» Arbeitsaufträge:
**1.** Nenne alle Praxisprogramme, deren Kunden CGM laut dem Text über die neuen KBV-Vorgaben für Arztsoftware ein rechtzeitiges Update zusagt.
**2.** Beantworte anhand des Textes über die neuen KBV-Vorgaben für Arztsoftware jede Frage kurz:
(a) In welcher Stadt hat CGM seinen Sitz?
(b) Was kostet eine werbefreie Arzneimitteldatenbank nach CGM-Angaben heute im Monat?
(c) Welche Rechte könnten laut CGM durch das Verfahren berührt sein?
**3.** Setze den Text über die neuen KBV-Vorgaben für Arztsoftware im Anschluss an die letzte Zwischenüberschrift fort.

IT-Branche ist nicht glücklich mit dem Vorgehen

Branchenführer CompuGroup Medical Deutschland AG (CGM) verspricht allen Kunden von Albis, Medistar, TurboMed, CompuMed-M1 und DataVital, dass sie rechtzeitig das Update mit der neuen Arzneimitteldatenbank erhalten. Doch das Koblenzer Unternehmen kritisiert: „Die neuen Anforderungen schränken nicht nur die Möglichkeiten für Werbung in der Arztsoftware, sondern auch die Möglichkeit zur Übermittlung aktueller Produktinformationen, wie z.B. zu neu auf den Markt kommenden Generika oder Hinweise zu kassenspezifischen Substitutionsvorschlägen, erheblich ein.“

Die von vielen Anwendern als Arbeitserleichterung erstellten Makrofunktionen dürften nach den neuen KBV-Vorgaben nicht mehr genutzt werden – , „der praxisgerechte Arbeitsablauf wird gestört“. Für jedes Rezept, egal ob Erst- oder Wiederverordnung, sei nun stets die Arzneimitteldatenbank zu konsultieren; „Zeitverlust für den Arzt ist die Folge.“

„Da die Möglichkeiten der Gegenfinanzierung durch Informationsangebote der Industrie nun deutlich eingeschränkt sind, wird die Abgabe einer kostenfreien Arzneimitteldatenbank in absehbarer Zeit leider nicht mehr möglich sein“, teilt CGM auf Anfrage von Medical Tribune mit. Die neuen KBV-Anforderungen führten zu einem höheren Entwicklungsaufwand und einer umfangreicheren Pflege der Arznei-Informationen. Dies könne für die Anwender zu einer Kostenbelastung von etwa 500 Euro pro Jahr führen.

Die Kosten für eine werbefreie Arzneimitteldatenbank betragen nach CGM-Angaben heute monatlich rund 40 Euro plus Mehrwertsteuer. Der zusätzliche Entwicklungs- und Pflegeaufwand werde die Kosten schätzungsweise um weitere 30 bis 50 Euro pro Monat erhöhen.

CGM prüft, ob rechtliche Schritte gegen das Verfahren der Zertifizierung erfolgversprechend sind. Möglicherweise sei durch die Beschneidung der Herstellerinformationen, dem Verbot bestimmter Info-Angebote und die Regulierung der Programmabläufe auch das Recht der Ärzte auf Informationsfreiheit sowie die Pressefreiheit berührt.

Höhere Leistung der Praxis-PCs erforderlich?

» Datenauszüge:
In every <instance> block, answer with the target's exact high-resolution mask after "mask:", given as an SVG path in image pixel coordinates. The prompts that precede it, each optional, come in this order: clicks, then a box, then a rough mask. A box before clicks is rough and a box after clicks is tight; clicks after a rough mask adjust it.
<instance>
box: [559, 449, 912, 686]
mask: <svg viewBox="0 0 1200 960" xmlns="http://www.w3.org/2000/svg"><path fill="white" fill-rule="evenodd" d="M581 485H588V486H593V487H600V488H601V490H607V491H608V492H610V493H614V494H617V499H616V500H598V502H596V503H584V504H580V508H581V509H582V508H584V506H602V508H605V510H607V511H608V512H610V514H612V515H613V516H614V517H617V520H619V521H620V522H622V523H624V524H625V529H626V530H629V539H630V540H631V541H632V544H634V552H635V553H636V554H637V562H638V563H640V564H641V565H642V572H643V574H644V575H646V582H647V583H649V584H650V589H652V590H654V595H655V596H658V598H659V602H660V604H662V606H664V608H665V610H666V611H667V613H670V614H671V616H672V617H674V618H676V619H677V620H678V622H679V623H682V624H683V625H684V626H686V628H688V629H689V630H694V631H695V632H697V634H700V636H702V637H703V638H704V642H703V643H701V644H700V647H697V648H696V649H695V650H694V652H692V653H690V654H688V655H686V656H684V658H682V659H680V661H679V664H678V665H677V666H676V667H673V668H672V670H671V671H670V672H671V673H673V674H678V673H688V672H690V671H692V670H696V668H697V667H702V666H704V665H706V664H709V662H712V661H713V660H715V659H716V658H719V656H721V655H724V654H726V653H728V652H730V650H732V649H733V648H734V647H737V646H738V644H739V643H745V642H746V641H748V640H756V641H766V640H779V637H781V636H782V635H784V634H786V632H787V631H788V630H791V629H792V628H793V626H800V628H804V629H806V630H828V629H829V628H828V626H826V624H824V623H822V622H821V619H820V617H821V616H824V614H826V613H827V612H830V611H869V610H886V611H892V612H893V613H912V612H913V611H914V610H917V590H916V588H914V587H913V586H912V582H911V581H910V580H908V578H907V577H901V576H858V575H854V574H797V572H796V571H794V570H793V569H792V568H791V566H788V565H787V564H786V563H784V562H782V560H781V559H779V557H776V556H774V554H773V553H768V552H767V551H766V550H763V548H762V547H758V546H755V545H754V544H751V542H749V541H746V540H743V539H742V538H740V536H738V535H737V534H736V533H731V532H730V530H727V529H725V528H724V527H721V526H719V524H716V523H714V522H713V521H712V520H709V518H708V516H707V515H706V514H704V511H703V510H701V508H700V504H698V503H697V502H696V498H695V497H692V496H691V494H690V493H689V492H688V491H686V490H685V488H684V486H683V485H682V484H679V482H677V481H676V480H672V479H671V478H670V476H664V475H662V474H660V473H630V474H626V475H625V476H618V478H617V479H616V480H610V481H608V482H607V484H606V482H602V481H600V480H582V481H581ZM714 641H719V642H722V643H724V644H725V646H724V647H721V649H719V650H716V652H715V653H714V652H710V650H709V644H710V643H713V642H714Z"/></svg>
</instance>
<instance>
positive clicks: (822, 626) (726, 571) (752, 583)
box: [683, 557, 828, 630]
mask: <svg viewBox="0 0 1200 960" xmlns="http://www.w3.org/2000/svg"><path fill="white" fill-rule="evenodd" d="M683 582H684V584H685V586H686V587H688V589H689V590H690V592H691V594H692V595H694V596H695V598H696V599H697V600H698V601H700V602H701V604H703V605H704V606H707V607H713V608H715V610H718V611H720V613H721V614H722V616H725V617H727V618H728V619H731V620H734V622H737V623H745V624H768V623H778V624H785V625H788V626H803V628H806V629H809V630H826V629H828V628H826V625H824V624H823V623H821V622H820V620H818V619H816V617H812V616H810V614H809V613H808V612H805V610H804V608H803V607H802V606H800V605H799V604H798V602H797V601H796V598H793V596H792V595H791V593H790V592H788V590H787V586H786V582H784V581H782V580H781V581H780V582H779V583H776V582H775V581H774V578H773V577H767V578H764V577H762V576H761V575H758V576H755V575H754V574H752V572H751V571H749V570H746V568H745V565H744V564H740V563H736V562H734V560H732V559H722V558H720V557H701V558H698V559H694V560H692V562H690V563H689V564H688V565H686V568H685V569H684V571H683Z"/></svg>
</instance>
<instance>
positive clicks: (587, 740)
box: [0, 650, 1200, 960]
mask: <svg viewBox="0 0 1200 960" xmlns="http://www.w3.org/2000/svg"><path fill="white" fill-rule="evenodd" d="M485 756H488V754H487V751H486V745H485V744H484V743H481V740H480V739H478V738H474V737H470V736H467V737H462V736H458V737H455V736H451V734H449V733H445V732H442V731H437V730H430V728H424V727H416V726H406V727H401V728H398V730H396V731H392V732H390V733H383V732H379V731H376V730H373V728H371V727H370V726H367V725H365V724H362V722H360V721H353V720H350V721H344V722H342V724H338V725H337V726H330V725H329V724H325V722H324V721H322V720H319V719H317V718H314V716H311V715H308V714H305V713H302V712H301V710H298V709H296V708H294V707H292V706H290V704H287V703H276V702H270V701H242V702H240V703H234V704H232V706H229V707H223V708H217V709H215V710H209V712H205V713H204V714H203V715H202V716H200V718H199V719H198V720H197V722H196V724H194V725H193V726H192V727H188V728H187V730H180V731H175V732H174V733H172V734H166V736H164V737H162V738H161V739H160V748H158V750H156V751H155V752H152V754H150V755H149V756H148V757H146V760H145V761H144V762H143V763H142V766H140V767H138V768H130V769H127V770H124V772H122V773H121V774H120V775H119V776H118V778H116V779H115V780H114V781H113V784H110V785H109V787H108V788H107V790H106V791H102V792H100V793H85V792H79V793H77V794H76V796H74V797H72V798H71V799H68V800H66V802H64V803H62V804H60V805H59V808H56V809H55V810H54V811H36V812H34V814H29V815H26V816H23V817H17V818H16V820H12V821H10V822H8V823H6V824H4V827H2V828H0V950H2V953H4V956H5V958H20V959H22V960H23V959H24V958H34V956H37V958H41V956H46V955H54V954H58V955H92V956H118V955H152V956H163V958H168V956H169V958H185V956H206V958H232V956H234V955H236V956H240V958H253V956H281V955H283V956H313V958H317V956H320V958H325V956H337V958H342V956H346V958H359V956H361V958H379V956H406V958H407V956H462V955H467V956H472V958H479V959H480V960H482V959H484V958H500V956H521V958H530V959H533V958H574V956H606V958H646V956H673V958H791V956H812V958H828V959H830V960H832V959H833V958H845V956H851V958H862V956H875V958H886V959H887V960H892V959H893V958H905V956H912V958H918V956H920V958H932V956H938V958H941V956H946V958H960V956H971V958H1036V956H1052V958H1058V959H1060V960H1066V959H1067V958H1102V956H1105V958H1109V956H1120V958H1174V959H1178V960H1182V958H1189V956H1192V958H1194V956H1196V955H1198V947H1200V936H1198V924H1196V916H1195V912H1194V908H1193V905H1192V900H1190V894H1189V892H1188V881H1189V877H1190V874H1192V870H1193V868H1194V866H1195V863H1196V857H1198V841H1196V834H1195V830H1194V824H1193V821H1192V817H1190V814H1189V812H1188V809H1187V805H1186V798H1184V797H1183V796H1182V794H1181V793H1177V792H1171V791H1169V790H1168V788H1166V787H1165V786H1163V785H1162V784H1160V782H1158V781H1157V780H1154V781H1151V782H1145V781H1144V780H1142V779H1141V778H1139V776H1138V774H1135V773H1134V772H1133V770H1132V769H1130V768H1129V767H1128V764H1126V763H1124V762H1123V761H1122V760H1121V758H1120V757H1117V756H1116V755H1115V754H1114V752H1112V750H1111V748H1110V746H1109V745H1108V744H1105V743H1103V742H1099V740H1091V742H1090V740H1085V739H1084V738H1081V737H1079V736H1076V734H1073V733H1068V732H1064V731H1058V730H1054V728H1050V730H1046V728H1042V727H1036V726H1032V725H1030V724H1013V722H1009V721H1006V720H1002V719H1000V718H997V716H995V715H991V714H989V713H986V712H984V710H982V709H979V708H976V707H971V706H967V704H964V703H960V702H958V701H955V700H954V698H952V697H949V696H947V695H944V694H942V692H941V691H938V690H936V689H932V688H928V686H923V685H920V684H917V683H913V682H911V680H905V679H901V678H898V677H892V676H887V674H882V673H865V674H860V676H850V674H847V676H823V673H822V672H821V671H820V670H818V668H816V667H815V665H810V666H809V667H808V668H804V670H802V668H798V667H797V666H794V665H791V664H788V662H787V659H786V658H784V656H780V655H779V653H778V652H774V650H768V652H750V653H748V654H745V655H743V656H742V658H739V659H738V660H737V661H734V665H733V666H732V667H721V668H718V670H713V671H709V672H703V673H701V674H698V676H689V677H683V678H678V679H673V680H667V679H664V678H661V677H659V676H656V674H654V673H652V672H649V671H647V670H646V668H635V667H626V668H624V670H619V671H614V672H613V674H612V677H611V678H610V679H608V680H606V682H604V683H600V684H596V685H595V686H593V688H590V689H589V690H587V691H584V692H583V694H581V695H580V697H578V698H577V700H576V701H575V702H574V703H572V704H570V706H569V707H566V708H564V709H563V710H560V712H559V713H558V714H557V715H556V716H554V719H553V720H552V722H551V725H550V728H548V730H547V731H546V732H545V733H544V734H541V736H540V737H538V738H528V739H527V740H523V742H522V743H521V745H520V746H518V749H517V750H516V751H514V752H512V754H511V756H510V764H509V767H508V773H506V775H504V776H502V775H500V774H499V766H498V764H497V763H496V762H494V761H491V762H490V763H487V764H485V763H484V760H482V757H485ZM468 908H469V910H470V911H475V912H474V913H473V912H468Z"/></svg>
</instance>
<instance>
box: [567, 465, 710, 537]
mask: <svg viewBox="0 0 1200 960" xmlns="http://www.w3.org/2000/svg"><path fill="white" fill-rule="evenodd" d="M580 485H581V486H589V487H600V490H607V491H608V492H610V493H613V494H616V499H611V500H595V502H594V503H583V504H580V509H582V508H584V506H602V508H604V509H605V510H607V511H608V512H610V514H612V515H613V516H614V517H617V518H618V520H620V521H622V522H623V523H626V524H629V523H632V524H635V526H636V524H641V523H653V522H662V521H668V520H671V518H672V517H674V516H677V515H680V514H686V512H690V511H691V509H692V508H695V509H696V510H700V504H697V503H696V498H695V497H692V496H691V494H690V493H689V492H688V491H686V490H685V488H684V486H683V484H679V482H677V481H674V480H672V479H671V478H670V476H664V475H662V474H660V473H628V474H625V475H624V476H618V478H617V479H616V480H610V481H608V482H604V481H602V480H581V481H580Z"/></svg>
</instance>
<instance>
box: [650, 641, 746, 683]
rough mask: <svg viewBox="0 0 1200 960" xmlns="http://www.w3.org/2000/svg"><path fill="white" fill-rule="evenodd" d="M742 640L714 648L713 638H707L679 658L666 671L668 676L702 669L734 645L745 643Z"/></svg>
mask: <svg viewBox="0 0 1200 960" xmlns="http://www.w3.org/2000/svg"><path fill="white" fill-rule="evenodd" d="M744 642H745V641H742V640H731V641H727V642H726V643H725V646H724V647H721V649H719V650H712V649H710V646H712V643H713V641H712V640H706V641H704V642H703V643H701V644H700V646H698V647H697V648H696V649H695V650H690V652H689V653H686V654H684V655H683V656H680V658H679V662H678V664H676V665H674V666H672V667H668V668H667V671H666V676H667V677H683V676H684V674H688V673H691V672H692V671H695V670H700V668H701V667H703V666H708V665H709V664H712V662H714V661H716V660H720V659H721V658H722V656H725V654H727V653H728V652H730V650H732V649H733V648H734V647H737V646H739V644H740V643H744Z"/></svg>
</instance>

» Antworten:
**1.** Albis, Medistar, TurboMed, CompuMed-M1, DataVital

**2.**
(a) Koblenz
(b) Rund 40 Euro plus Mehrwertsteuer
(c) Das Recht der Ärzte auf Informationsfreiheit sowie die Pressefreiheit

**3.**
Die KBV "manipuliere" auch geltendes Recht, indem sie – außer bei Nec-aut-idem-Verordnungen – den Rezeptaufdruck der Pharmazentralnummer (die ein Präparat eindeutig bestimmt) verbiete, obwohl die Arzneimittelverschreibungsverordnung die PZN-Angabe nicht ausschließe. „Somit kann diese handschriftlich jederzeit erfolgen, mittels PC gedruckt werden darf sie nicht!“

Die höheren Datenbestände, insbesondere zur Darstellung der Rabattverträge, sowie die Recherchen, die nun bei jeder Verordnung nötig würden, forderten vom Praxis-PC mehr Leistung, erklärt CGM. Einige Praxen könnten deshalb gezwungen sein, nachzurüsten.

Ständig Hinweise auf billigstes Präparat

Jens Naumann, Geschäftsführer der medatixx GmbH & Co.KG: „Im Prinzip verfolgt die KBV mit den neuen Zertifizierungsvorgaben zwei Ziele: Zum einen soll der Arzt so günstig wie möglich verordnen. Das heißt, dass der Arzt von seiner Software an allen möglichen und – wie wir finden – auch unmöglichen Stellen auf das billigste Präparat hingewiesen wird; es werden regionale Arzneimittelvereinbarungen eingeblendet, es erfolgen immer wieder Hinweise, was der Arzt wie und wo verordnen sollte. In der täglichen Praxis bedeutet das, dass z.B. ein Hausarzt, der rund 150 Rezepte täglich verschreibt, zu jeder Verordnung noch mehr Informationen als bisher erhalten wird, die den Zeitablauf der Praxis empfindlich stören können.

Zum anderen möchte die KBV Werbeaussagen oder auch Präparateinformationen durch die Pharmaindustrie möglichst weit zurückdrängen. Der Leidtragende dabei ist der Arzt, der unter den neuen KBV-Vorgaben leiden wird: Zeitverluste, Informationsflut und höhere Kosten dürften das Ergebnis sein.“

Die KBV hält auf ihrer Homepage eine „Praxis-Info“ zu den IT-Änderungen vorrätig. Ansonsten überlässt sie die Information der Anwender den KVen bzw. AIS-Anbietern.